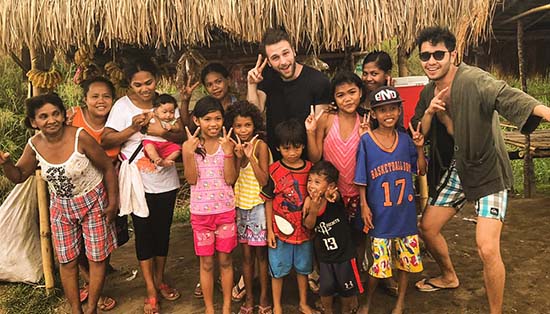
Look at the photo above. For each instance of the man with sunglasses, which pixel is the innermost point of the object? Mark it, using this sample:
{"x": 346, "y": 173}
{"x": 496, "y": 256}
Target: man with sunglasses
{"x": 459, "y": 111}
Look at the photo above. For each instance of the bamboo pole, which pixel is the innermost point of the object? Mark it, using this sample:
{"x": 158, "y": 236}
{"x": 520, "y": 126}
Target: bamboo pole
{"x": 528, "y": 167}
{"x": 43, "y": 208}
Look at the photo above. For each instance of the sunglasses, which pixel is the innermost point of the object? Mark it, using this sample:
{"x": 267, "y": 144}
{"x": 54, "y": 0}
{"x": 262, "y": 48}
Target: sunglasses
{"x": 438, "y": 55}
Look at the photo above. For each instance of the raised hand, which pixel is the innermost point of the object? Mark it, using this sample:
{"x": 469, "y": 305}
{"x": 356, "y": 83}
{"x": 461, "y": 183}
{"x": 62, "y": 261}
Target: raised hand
{"x": 311, "y": 120}
{"x": 192, "y": 142}
{"x": 331, "y": 194}
{"x": 438, "y": 104}
{"x": 187, "y": 90}
{"x": 418, "y": 138}
{"x": 364, "y": 126}
{"x": 248, "y": 147}
{"x": 226, "y": 142}
{"x": 255, "y": 74}
{"x": 239, "y": 148}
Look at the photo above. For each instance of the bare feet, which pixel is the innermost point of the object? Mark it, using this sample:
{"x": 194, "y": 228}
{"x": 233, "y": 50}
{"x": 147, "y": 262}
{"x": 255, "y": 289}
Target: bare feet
{"x": 306, "y": 309}
{"x": 435, "y": 284}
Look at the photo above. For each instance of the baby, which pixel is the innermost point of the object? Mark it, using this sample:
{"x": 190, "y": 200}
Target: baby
{"x": 162, "y": 152}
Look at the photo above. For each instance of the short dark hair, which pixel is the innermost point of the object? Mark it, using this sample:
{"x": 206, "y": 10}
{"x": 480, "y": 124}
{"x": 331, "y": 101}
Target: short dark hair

____

[What you are asked to do] Update all of the lines above, changing each "innermost point" to "central point" and keeping everything else as it is. Leave the pictures out.

[Reply]
Look at the photo above. For each instance of the man with sunglasses, which pixel is the central point of the object? Mark it, using this sample:
{"x": 346, "y": 173}
{"x": 496, "y": 256}
Target: man with sunglasses
{"x": 459, "y": 111}
Look at the photo above. For each instance of the bamboo pole, which pixel is the central point of the object? Mark it, using this sample:
{"x": 158, "y": 236}
{"x": 520, "y": 126}
Target: bamboo pole
{"x": 528, "y": 167}
{"x": 43, "y": 208}
Look at the photo above. For each instance of the sunglasses, which pixel is the central point of the object? Mark it, using this sample:
{"x": 267, "y": 144}
{"x": 54, "y": 0}
{"x": 262, "y": 48}
Target: sunglasses
{"x": 438, "y": 55}
Look at the photo above. For each instance of the raised hand, which pixel is the central point of the object? Mark it, using this sample:
{"x": 469, "y": 305}
{"x": 356, "y": 83}
{"x": 461, "y": 183}
{"x": 62, "y": 261}
Target: raised hand
{"x": 311, "y": 120}
{"x": 192, "y": 142}
{"x": 331, "y": 194}
{"x": 438, "y": 104}
{"x": 187, "y": 90}
{"x": 418, "y": 138}
{"x": 364, "y": 126}
{"x": 248, "y": 147}
{"x": 226, "y": 142}
{"x": 255, "y": 74}
{"x": 239, "y": 148}
Look at the photo above. For each instance of the bare feet, which pixel is the central point of the object? Mark it, using this sample:
{"x": 194, "y": 228}
{"x": 233, "y": 50}
{"x": 147, "y": 262}
{"x": 255, "y": 289}
Target: bare feet
{"x": 306, "y": 309}
{"x": 435, "y": 284}
Look at the photo above. For each instance of the baby, which pixel is the central point of the object? Mark it, using this sample:
{"x": 190, "y": 200}
Target: baby
{"x": 162, "y": 152}
Look at the photo above. For each instance of the short dark hair, which pixel is the central point of the object? Mark it, using this sample:
{"x": 206, "y": 10}
{"x": 480, "y": 124}
{"x": 331, "y": 101}
Target: short dark hair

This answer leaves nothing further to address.